> _Excerpt_

There’s pressure too on improving risk reporting such as the ease of compilation, quality of presentation, or option to drill down directly into the data. In addition, there’s pressure to move away from the simple surfacing of information toward being able to do something positive with it. This “actionable insight” can be embedded simple instruction forms and action buttons into reports.
Developing a risk reporting content pack has been interesting. It has reminded us that our work intersects with many different processes and that the managers of those processes can require very different insights. For example, there are those who simply want to know how many tasks they have performed, those looking to identify training needs, those that are running legal departments, and those ultimately looking to minimize the risks the firm is running and how those risks are changing over time. All business intelligence needs to be persona-based.

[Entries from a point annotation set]
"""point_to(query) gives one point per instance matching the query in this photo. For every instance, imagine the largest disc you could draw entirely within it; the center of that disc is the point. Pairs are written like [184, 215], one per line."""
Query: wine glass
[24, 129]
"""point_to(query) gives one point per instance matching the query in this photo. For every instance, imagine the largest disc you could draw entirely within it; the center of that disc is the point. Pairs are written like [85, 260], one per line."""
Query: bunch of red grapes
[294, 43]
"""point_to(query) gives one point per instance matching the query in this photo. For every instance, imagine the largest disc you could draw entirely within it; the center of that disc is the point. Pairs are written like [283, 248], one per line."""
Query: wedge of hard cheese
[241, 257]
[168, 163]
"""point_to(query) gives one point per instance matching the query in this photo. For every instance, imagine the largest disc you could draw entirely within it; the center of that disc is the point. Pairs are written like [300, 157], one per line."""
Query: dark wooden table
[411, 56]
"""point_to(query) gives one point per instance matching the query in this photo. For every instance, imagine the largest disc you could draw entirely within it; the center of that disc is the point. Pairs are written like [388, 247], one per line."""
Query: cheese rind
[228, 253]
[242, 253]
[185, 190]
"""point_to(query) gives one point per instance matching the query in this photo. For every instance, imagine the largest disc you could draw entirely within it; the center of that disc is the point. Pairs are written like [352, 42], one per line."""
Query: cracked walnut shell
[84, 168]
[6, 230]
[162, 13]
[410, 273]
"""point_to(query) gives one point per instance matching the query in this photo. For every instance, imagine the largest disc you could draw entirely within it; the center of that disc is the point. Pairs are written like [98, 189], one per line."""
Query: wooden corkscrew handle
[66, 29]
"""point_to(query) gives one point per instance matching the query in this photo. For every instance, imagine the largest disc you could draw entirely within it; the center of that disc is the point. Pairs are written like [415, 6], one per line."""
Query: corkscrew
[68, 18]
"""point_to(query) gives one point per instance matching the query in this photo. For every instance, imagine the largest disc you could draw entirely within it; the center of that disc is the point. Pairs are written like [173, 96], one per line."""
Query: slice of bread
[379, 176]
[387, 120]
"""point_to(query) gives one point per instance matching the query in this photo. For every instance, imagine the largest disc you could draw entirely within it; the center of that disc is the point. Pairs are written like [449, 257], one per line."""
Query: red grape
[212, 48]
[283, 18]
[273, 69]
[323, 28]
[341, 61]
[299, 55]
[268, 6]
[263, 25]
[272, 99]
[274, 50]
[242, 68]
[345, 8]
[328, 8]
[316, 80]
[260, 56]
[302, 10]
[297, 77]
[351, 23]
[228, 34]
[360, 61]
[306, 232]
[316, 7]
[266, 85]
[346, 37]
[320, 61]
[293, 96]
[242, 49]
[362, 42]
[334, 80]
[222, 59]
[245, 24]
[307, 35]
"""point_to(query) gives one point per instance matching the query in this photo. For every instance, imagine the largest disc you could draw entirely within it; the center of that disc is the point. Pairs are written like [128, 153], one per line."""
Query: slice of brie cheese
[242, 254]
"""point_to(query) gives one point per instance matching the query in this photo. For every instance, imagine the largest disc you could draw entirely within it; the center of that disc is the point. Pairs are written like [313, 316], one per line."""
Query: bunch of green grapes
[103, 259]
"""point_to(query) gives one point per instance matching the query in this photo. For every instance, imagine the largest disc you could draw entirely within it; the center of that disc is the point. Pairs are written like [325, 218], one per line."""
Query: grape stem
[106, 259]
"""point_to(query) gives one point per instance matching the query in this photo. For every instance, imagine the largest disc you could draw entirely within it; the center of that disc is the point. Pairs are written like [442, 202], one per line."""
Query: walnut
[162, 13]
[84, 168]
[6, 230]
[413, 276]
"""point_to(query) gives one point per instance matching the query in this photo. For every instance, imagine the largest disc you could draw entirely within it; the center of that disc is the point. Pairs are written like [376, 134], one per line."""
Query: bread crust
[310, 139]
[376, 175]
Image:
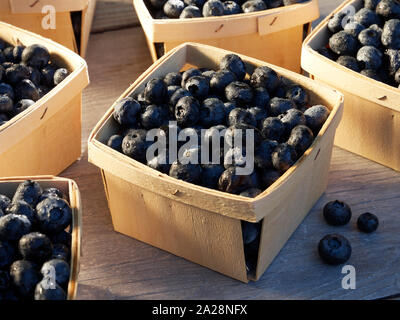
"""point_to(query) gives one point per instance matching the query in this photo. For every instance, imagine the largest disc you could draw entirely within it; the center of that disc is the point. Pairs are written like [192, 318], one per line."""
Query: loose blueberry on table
---
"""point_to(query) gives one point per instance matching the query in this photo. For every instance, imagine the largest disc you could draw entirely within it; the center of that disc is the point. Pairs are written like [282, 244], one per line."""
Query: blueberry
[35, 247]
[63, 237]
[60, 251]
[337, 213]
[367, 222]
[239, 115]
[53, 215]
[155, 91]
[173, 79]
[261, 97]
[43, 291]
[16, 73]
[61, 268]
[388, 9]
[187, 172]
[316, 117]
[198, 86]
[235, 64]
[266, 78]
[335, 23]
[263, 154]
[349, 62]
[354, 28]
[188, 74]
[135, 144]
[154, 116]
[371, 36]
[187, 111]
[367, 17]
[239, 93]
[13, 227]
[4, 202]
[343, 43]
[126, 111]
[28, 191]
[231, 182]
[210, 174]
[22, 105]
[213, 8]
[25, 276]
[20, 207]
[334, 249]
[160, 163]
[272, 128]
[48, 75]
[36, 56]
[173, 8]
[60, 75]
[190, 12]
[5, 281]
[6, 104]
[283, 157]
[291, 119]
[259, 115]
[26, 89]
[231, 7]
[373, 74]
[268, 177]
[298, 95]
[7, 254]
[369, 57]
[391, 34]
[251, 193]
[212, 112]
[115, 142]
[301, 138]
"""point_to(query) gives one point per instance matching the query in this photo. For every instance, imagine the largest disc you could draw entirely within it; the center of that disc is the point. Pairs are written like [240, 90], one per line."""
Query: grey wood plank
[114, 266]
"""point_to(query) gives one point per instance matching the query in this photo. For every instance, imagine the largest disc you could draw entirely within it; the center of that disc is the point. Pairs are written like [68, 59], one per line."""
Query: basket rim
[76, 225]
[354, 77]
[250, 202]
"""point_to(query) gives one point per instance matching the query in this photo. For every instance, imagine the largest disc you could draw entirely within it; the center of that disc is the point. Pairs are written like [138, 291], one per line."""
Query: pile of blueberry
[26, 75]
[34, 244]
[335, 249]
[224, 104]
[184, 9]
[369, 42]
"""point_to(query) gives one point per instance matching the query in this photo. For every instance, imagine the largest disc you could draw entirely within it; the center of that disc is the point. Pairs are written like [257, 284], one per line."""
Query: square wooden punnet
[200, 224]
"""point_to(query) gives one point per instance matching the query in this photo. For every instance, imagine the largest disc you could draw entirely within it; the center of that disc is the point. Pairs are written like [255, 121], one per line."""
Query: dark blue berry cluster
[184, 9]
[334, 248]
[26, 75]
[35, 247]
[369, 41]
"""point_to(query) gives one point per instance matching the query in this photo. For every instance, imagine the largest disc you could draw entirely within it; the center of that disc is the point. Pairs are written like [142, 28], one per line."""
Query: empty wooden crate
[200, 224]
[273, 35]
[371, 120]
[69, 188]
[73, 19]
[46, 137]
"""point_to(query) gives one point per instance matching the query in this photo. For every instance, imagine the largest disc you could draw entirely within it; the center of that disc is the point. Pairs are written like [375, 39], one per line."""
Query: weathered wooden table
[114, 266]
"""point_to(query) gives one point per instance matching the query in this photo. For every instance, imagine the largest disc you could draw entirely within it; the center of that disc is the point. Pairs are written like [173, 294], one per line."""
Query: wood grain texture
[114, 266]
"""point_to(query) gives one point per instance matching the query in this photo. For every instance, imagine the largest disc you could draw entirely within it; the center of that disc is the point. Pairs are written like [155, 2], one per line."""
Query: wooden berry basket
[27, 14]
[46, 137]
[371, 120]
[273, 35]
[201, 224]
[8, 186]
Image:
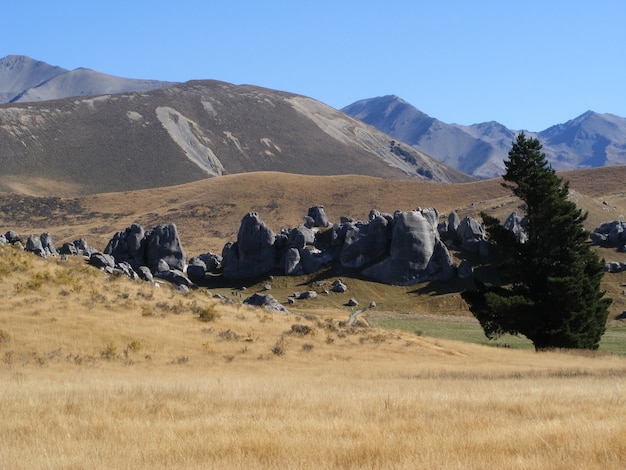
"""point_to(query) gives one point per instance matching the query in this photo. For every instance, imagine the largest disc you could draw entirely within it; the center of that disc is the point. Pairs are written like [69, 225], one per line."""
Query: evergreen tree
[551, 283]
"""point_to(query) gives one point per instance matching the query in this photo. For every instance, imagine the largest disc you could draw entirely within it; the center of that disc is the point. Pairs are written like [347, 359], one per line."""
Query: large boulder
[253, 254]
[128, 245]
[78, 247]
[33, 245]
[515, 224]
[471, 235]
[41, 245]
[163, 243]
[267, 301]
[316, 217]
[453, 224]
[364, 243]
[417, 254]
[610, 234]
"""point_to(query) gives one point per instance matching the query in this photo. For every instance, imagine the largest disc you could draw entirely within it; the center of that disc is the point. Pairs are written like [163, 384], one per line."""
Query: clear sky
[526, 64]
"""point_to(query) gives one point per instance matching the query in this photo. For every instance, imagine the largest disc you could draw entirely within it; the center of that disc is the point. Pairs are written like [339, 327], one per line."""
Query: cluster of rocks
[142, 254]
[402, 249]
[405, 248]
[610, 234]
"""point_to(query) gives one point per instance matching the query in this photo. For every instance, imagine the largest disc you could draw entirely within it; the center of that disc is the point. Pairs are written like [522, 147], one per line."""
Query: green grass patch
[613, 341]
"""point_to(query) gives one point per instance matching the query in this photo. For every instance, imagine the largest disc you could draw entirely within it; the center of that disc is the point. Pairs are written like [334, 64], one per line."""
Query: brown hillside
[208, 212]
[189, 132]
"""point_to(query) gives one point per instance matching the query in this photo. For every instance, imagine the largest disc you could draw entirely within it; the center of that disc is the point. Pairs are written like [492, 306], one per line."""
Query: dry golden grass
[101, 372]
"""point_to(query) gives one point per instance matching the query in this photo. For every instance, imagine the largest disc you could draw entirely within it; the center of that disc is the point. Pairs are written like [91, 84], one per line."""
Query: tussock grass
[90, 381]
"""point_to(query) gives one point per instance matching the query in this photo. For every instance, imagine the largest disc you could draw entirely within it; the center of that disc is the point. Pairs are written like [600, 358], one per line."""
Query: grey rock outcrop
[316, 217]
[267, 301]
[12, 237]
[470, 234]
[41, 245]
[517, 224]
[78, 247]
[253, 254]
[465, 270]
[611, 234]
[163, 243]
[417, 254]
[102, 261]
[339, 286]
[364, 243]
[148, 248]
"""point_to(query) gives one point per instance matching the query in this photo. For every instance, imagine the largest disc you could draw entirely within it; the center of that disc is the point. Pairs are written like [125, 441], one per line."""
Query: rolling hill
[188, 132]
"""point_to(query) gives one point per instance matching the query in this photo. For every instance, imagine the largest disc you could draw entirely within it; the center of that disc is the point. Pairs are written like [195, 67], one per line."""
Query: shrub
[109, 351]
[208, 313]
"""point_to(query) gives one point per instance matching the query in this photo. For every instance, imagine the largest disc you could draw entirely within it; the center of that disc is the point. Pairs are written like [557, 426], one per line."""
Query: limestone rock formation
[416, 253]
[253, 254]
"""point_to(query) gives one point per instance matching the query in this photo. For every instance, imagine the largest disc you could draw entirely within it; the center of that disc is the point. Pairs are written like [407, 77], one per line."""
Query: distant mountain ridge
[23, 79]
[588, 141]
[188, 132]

> _Given request_
Please continue the passage on risk reporting, picking up right after its final sentence.

> _Output of the exercise_
Not only does it need to be persona-based, but it needs to be actionable. Embedding small forms and buttons into business intelligence tools stops the user from having to go to another system to do whatever the dashboard is highlighting such as initiating a bill, performing a risk check, or adding a calendar entry. It truly allows you to turn reporting from FYI to FYA (for your action). It has the opportunity to fundamentally accelerate the speed at which firms gain and act on insights.
There are truly exciting developments going on in the technology arena: things are becoming cheaper and quicker to deliver. Risk teams need to capitalize on these. Having captured considerable savings in office space usage, travel, and other costs, is now the moment to start focusing on automating the identification of the risks within firms? If it allows a firm to proactively reduce the inherent risks of running their advisory business, then what are we waiting for?